Exercise data ->
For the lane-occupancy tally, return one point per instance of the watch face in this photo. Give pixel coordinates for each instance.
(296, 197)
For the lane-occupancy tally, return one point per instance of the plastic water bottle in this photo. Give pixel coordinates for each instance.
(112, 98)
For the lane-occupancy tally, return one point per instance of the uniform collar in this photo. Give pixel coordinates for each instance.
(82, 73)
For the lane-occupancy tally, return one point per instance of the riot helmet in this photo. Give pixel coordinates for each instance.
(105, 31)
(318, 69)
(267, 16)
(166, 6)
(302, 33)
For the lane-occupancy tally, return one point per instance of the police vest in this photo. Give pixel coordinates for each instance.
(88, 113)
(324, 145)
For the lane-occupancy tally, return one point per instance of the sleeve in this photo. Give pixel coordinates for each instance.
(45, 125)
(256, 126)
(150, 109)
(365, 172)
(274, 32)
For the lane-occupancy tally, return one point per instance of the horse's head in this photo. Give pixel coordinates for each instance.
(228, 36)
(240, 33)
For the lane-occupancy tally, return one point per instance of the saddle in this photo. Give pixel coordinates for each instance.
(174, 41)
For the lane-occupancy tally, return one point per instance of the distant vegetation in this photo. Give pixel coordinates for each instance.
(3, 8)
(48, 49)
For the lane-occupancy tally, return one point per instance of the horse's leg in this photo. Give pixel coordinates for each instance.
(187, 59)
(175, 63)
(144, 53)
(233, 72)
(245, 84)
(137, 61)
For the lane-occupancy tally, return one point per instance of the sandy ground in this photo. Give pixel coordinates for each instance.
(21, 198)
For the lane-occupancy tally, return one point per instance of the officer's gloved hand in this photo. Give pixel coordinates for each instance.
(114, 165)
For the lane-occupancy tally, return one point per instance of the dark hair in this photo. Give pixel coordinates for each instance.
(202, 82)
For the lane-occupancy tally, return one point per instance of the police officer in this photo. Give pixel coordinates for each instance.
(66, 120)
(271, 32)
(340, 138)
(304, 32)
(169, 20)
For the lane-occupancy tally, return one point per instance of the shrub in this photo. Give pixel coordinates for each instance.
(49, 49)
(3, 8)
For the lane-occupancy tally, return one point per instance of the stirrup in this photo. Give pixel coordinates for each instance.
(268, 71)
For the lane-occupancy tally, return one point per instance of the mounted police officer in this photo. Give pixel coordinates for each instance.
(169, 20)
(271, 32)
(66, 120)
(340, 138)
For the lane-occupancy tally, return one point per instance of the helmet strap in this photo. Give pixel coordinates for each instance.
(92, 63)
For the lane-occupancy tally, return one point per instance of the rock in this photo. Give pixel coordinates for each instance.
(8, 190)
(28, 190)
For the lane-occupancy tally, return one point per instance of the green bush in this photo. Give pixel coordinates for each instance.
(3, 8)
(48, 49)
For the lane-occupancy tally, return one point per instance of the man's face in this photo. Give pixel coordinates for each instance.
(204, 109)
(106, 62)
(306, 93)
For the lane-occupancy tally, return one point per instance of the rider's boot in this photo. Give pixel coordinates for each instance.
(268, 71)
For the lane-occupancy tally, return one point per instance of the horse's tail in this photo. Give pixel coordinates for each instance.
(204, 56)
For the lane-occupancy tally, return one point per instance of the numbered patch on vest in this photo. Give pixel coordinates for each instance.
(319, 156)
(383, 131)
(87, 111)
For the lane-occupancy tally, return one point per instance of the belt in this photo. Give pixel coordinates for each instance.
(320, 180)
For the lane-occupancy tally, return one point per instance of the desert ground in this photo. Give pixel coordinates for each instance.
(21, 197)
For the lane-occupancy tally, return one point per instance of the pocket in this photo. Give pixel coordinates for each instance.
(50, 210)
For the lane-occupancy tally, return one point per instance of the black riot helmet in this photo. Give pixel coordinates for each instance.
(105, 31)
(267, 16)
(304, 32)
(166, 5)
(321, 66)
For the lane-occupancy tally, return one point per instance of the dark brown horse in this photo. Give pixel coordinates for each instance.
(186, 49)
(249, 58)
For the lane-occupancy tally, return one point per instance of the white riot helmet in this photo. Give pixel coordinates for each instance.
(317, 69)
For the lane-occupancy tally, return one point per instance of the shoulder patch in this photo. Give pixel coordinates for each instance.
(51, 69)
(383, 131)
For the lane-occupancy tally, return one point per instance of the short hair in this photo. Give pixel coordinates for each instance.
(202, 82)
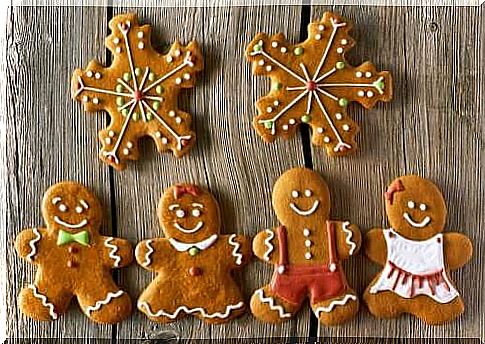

What needs to be done -> Retype the records in full. Do not carry over the images.

Response below ->
For the lane-occupancy tally, return one point per instance of the watch face in this photo. Give pixel coordinates for each instance.
(296, 197)
For the lane-occupancy tally, return one point per instance of the plastic water bottle in this photo. Give pixel coordinates for each instance.
(112, 98)
For the lane-occupancy tally, return one point per instance of the uniform collar in this photo. Give pixel coordinates for each instance.
(82, 73)
For the lane-occupancy tally, return one point per instance of the riot helmet in this photo. Give pixel coordinates for each instance.
(105, 31)
(318, 69)
(267, 16)
(166, 6)
(302, 33)
For the lane-occupancy tally, return one point per instance of the police vest in this photo. Give pixel coordinates for each instance.
(88, 113)
(324, 145)
For the lane-occupancy tally, return one point per instance of the sleeve in this photo. Give pixel coordinates for each instance.
(45, 125)
(256, 126)
(150, 109)
(365, 172)
(274, 32)
For the lane-occupancy tally, return one point per instance of the horse's head in this photo. Give pixel coordinates for each instance.
(228, 36)
(240, 33)
For the lane-occupancy tally, return one point per instance of the saddle in this photo. Give pixel coordinates for each instance.
(174, 41)
For the lane-occupancy tally, return one point per instance of the distant vegetation in this photo. Give pixel coordinates for each instance.
(3, 8)
(48, 49)
For the lane-occupancy tally, return one point per instance of the horse's leg in this photo. Give pixel coordinates for each instance.
(187, 59)
(175, 63)
(144, 53)
(233, 72)
(245, 84)
(137, 61)
For the lane-occupancy tally, return one point per instance of the sandy ground in this photo. Give pixel coordinates for each instance.
(21, 198)
For the lane-occupancy tally, return one point per instance of the officer's gloved hand in this photo. Give pixel coordinates for each instance.
(114, 165)
For the lane-occupancy tally, return one point per instance of the dark hair in this photo. Give pixel coordinates for each instance.
(202, 82)
For the lane-occupancy tally, return one point per instance of the police officer in this photo. Give pixel coordinates for each instance.
(66, 120)
(271, 32)
(340, 138)
(304, 32)
(169, 20)
For the lane-occupancy tally, return one point per instance of the shrub in this photo. Give pixel coordinates for each instance.
(49, 49)
(3, 8)
For the lane-occupancy tally, return one point per instance of the stirrup in this photo. Give pixel coordinates for each instance.
(268, 71)
For the lane-occupancy tally, return one point per instance of the mounted police officer in this photo. Give pixel coordinates for each instance.
(169, 20)
(271, 32)
(66, 120)
(340, 138)
For the lane-occupancy tally, return one point per instance of the helmet strap in this photo. Give pixel coordinates for each instance.
(92, 63)
For the lane-occupancy tally, return one point per instance of the rock in this photo. Give pixel coordinates for each instance.
(8, 190)
(28, 190)
For the lane-occupancy tally, return one point per instance of the green bush in this photo. Give pixel coordinates for each instance.
(3, 8)
(48, 49)
For the lane-occupancy tally, return one point per instance of the man's face in this photo. Give pixel coordinates for each instance.
(204, 109)
(106, 62)
(306, 93)
For the lane-occupancy tally, return one point per instance of the rider's boot in this photo. Give pixel coordinates for each instance.
(268, 71)
For the lane-occupancy tally, return one point per instance of the horse's tail in this photo. Give pixel coordinates for each instance.
(204, 56)
For the lane-occupancy tally, return one point per instance of the numbered patch on vest in this photo. Give pixel coordinates for each instance.
(319, 156)
(383, 131)
(87, 111)
For the lane-occupancy tally, return one point per instance of the belt in this photo. Give pixel coordinates for each instance.
(320, 180)
For the lane-occupancy tally, return one point per instance of the desert ground in this photo. Give pixel coordinates for each instance.
(21, 197)
For the lane-occupancy tally, return one point per instance of the pocket in this photo. Give pixel coordinates for each instance.
(50, 210)
For the lane-occupancy tally, return one point per instance of the black riot helmet in this photo. Give pixel coordinates for each instance.
(105, 31)
(267, 16)
(304, 32)
(166, 5)
(321, 66)
For the lane-occupancy tally, return one point per instance of the dark brown horse in this photo. Give pixel coordinates for each instance.
(186, 49)
(249, 58)
For the lane-occupancy tally, return one point per instance of the white riot helmet in this photo. Give pixel coordinates for each instance.
(317, 69)
For the lane-occupancy tally, return one point per instance of the shoulder patch in this photo. Give pixel coordinates for each instance.
(51, 69)
(383, 131)
For the lane-occupancy tally, return one point per instance of the short hair in this photo. Give pixel coordinates for each instance.
(202, 82)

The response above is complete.